>> Begin

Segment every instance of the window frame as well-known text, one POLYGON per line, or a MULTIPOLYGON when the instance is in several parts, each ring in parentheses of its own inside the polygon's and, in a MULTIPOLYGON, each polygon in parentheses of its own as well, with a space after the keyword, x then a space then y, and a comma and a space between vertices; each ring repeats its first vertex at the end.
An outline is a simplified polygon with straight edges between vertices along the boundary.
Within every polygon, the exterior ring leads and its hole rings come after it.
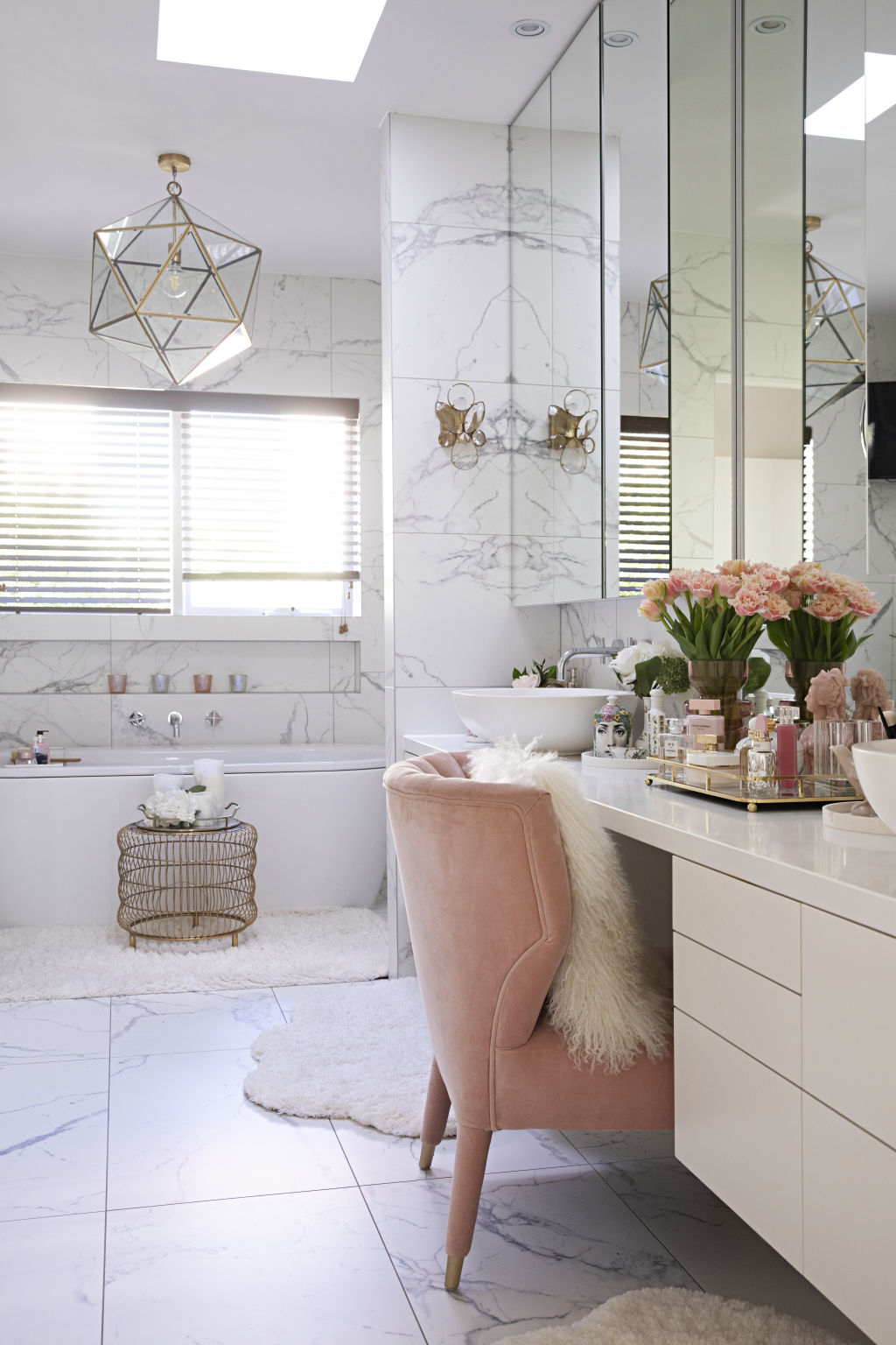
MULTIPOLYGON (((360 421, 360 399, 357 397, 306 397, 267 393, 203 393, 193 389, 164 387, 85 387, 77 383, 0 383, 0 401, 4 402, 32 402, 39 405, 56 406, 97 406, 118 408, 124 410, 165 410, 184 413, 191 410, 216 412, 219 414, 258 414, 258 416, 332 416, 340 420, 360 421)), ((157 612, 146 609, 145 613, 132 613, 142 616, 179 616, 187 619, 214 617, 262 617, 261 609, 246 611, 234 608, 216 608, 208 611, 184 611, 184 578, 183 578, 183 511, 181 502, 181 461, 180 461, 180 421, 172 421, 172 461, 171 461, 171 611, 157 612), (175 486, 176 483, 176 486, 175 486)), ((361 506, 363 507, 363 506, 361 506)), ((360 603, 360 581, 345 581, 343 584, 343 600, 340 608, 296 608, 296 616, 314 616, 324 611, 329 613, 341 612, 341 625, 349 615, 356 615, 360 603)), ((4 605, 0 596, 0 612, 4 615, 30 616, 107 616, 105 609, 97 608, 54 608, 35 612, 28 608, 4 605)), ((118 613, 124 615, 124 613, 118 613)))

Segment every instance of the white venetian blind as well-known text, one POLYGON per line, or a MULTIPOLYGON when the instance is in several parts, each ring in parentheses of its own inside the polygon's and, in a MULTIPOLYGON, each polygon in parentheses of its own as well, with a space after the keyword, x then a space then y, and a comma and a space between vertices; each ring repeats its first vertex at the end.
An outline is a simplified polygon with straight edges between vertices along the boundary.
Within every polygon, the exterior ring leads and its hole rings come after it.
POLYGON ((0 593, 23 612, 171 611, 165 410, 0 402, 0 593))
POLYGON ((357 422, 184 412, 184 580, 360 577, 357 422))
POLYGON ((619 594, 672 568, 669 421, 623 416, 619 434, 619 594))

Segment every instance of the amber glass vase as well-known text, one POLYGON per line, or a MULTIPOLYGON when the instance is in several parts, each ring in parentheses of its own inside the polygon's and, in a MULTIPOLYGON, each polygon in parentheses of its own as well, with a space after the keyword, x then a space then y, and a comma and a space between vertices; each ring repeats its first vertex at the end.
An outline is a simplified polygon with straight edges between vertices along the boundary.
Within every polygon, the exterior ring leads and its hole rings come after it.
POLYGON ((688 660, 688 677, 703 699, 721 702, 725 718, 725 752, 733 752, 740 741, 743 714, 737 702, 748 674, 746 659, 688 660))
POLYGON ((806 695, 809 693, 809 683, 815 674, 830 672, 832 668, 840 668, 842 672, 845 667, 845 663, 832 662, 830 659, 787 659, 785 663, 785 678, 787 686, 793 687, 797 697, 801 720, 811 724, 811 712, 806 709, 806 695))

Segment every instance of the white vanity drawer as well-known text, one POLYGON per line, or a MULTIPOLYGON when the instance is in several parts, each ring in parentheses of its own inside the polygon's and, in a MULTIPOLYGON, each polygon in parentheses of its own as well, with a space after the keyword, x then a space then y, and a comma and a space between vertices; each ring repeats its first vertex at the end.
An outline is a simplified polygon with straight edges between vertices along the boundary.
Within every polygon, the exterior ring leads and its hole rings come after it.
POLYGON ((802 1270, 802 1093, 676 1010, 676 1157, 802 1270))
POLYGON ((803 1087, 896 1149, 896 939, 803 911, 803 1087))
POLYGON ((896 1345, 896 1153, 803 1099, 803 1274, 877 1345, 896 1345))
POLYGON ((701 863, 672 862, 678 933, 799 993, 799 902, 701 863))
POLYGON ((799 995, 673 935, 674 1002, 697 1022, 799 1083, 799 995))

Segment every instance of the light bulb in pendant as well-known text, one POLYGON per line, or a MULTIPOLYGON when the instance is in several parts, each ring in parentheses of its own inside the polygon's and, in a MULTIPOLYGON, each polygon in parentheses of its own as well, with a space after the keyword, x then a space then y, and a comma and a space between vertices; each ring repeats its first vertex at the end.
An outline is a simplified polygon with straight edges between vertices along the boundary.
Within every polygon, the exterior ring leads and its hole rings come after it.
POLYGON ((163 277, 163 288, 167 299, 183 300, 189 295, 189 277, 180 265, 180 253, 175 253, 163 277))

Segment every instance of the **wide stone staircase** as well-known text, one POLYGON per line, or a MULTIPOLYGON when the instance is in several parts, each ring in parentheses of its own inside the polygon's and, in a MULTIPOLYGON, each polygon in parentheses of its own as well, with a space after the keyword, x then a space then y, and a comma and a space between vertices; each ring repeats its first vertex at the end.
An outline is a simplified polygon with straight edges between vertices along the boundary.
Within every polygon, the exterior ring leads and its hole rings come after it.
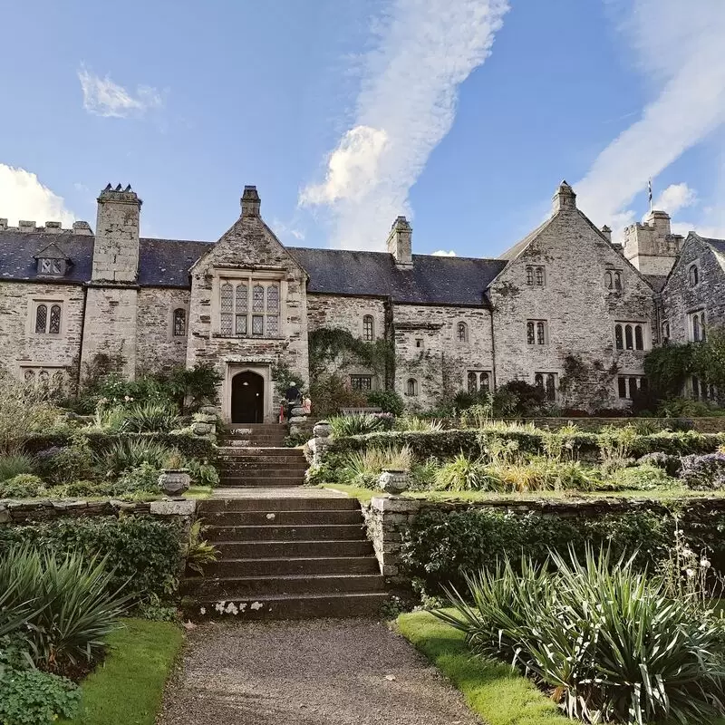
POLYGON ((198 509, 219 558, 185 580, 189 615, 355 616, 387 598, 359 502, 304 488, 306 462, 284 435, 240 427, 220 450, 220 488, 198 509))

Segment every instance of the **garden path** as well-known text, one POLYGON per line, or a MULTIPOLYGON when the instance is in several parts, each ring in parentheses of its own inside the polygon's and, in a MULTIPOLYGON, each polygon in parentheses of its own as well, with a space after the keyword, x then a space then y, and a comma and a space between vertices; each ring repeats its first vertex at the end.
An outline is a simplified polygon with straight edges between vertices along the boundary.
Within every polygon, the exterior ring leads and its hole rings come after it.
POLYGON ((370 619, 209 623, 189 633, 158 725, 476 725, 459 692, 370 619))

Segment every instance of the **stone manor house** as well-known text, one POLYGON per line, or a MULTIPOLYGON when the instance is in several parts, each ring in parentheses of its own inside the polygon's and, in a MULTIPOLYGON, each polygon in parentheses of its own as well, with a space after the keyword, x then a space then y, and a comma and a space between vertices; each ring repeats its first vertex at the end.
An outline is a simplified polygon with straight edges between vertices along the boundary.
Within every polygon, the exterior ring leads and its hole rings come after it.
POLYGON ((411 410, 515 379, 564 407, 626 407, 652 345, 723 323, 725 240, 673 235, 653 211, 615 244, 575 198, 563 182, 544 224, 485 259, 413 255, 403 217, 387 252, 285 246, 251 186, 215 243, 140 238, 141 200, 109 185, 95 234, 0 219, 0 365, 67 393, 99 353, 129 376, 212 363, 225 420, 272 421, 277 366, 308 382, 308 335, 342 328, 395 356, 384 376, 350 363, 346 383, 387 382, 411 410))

>> End

• Short exercise:
Return the listing above verbatim, leaving out the pictures.

• Response to this exercise:
Segment every instance of the window frame as well-known text, one POLYGON per line, or a MULTIPOLYGON when the instance is in several parts, each ring in parentheses of its own inside the polygon's and, in a MULTIPOLYGON, each polygon in parentheses of its own as well, with a space after the keyword, x then a space then y, and a comma and a space between vertices; each ring repeats its first vertex at the end.
An outline is a simplified polygon with straight edges between vertices along the boundary.
Within every polygon, the exterior ring leads and its hole rings come after it.
MULTIPOLYGON (((360 421, 360 399, 357 397, 306 397, 267 393, 203 393, 193 389, 164 387, 85 387, 77 383, 0 383, 0 401, 4 402, 32 402, 39 405, 56 406, 97 406, 118 408, 124 410, 165 410, 184 413, 191 410, 216 412, 219 414, 258 414, 258 416, 332 416, 340 420, 360 421)), ((157 612, 146 609, 145 613, 132 613, 142 616, 179 616, 187 619, 214 617, 262 617, 261 609, 246 611, 234 608, 216 608, 208 611, 184 611, 184 578, 183 578, 183 511, 181 502, 181 461, 180 461, 180 421, 172 421, 172 461, 171 461, 171 611, 157 612), (175 486, 176 483, 176 486, 175 486)), ((361 506, 363 507, 363 506, 361 506)), ((360 603, 360 581, 345 581, 343 584, 343 600, 340 608, 296 608, 296 616, 314 616, 324 611, 329 613, 341 612, 341 625, 349 615, 356 615, 360 603)), ((4 605, 0 596, 0 612, 4 615, 30 616, 107 616, 105 609, 97 608, 54 608, 35 612, 28 608, 4 605)), ((118 613, 124 615, 124 613, 118 613)))

Segment every instance of the white venetian blind as well-known text, one POLYGON per line, or a MULTIPOLYGON when the instance is in several parts, each ring in parentheses of its own inside the polygon's and, in a MULTIPOLYGON, each polygon in parentheses of its own as well, with a space after the keyword, x then a space then y, and a comma and a space between vertices; each ring repeats its first vertex at the end.
An outline is a simplified polygon with straight edges between vertices along the boundary.
Within every polygon, the exterior ring leads and its hole rings come after it.
POLYGON ((0 593, 23 612, 171 611, 165 410, 0 402, 0 593))
POLYGON ((357 422, 184 412, 184 580, 360 577, 357 422))
POLYGON ((619 594, 672 568, 669 421, 623 416, 619 434, 619 594))

Segment every instance of the amber glass vase as well-known text, one POLYGON per line, or a MULTIPOLYGON when the instance is in several parts, each ring in parentheses of its own inside the polygon's and, in a MULTIPOLYGON, each polygon in parentheses of its own as well, with a space after the keyword, x then a space then y, and a comma and a space between vertices; each ring repeats its first vertex at the end.
An outline is a simplified polygon with straight edges between vertices along the boundary.
Within every polygon, the exterior ring leads and its hole rings come after it.
POLYGON ((688 660, 688 677, 703 699, 721 702, 725 718, 725 752, 733 752, 740 741, 743 714, 737 702, 748 674, 746 659, 688 660))
POLYGON ((806 695, 809 693, 809 683, 815 674, 830 672, 832 668, 840 668, 842 672, 845 667, 845 663, 832 662, 830 659, 787 659, 785 663, 785 678, 787 686, 793 687, 797 697, 801 720, 811 724, 811 712, 806 709, 806 695))

Segment every instance of the white vanity drawer as well-known text, one POLYGON per line, or a MULTIPOLYGON when the instance is in several parts, each ring in parentheses of its own inside the polygon's and, in a MULTIPOLYGON, each polygon in parentheses of its own as well, with a space after the keyword, x then a space then y, and a comma and a space between vertices; each ring repeats its first vertex at the end.
An outline is a simplified polygon with straight edges between vertices along the boundary.
Within every polygon, the exterior ring leads and its hole rings come after it.
POLYGON ((802 1270, 802 1093, 676 1010, 676 1157, 802 1270))
POLYGON ((803 1087, 896 1149, 896 939, 803 911, 803 1087))
POLYGON ((896 1345, 896 1153, 803 1099, 803 1274, 877 1345, 896 1345))
POLYGON ((701 863, 672 862, 678 933, 799 993, 799 902, 701 863))
POLYGON ((799 995, 673 935, 674 1002, 697 1022, 799 1083, 799 995))

Segment every instance of the light bulb in pendant as well-known text, one POLYGON per line, or a MULTIPOLYGON when the instance is in several parts, each ring in parentheses of its own inside the polygon's and, in a MULTIPOLYGON, each polygon in parentheses of its own as well, with a space after the keyword, x then a space then y, and a comma and a space between vertices; each ring repeats its first vertex at the end.
An outline is a simplified polygon with straight edges between vertices along the boundary.
Within every polygon, the exterior ring leads and its hole rings come after it.
POLYGON ((163 277, 163 288, 167 299, 183 300, 189 295, 189 277, 180 265, 180 253, 175 253, 163 277))

Segment every instance of the **wide stone staircase** as well-known text, one POLYGON per line, or a MULTIPOLYGON when the instance is in several parts, each ring in parentheses of its own inside the polygon's and, in a MULTIPOLYGON, each polygon in parentheses of its own as well, with a space after the keyword, x then a space then y, and a comma and a space between vertices; each ring repeats its first vertex at the end.
An outline is a simplified polygon with straight edges between vertices along the boundary.
Within every polygon, the exterior ring leads and its hole rings come after it.
POLYGON ((198 509, 219 558, 185 580, 189 615, 355 616, 387 598, 359 502, 304 488, 306 462, 284 435, 240 427, 220 450, 220 488, 198 509))

Segment every instance of the **garden path** as well-known text, one POLYGON per line, or a MULTIPOLYGON when the instance is in several parts, each ring in parentheses of its own inside the polygon's and, in a MULTIPOLYGON, each polygon in parentheses of its own as well, with a space after the keyword, x then a space then y, and a comma and a space between vertices; each ring repeats its first vertex at the end.
An outline is a simplified polygon with straight edges between vertices along the boundary.
Within every polygon, the exterior ring leads and its hole rings come after it.
POLYGON ((370 619, 209 623, 189 633, 158 725, 476 725, 459 692, 370 619))

Segment every instance of the **stone manor house** as well-known text, one POLYGON per line, or a MULTIPOLYGON when the instance is in several parts, each ring in parentheses of its own inside the polygon's and, in a MULTIPOLYGON, each polygon in parentheses of its own as well, with a space after the keyword, x then a space then y, and a comma and a space between vertices; each ring repeats its first vertex at the end.
An outline is a simplified polygon with straight edges between vertices along the boundary.
Within every polygon, the exterior ring leads and its hole rings come after it.
POLYGON ((411 410, 515 379, 564 407, 626 407, 652 345, 723 323, 725 240, 673 235, 653 211, 615 244, 575 198, 563 182, 544 224, 485 259, 413 255, 403 217, 387 252, 285 246, 251 186, 215 243, 140 238, 141 200, 109 185, 95 234, 0 219, 0 365, 67 393, 99 353, 129 376, 212 363, 225 420, 272 421, 277 366, 308 382, 308 335, 342 328, 395 356, 384 376, 350 363, 346 383, 387 382, 411 410))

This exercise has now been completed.